◆ Your task
Reproduce every line of the entries below, requests included, and offset each point coordinate in the answers by adding 147 to it. Keep the numbers in the requests unchanged, and leave the pictures out.
======== Items ========
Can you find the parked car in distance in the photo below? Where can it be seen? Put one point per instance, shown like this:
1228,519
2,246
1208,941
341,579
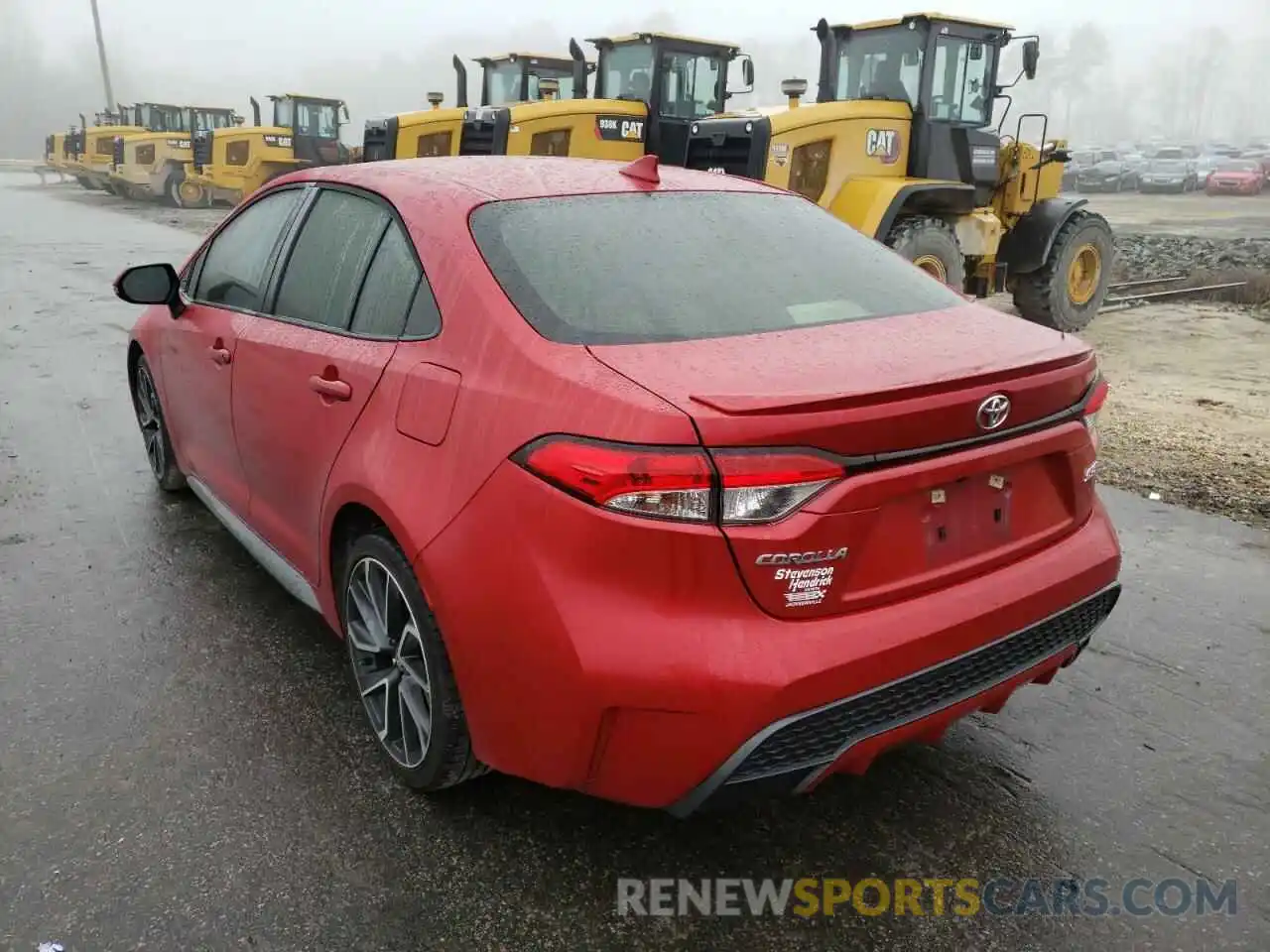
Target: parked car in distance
1262,158
1236,177
1169,171
1205,167
1135,162
662,540
1110,173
========
◆ Result for this exercise
Can you find the parked car in distance in the photo below? Where can it be seen? Put one point per instance, shown like this:
1228,519
2,246
1208,941
341,579
Target: parked car in distance
1409,305
1383,324
1316,318
1352,314
1282,309
809,687
1257,320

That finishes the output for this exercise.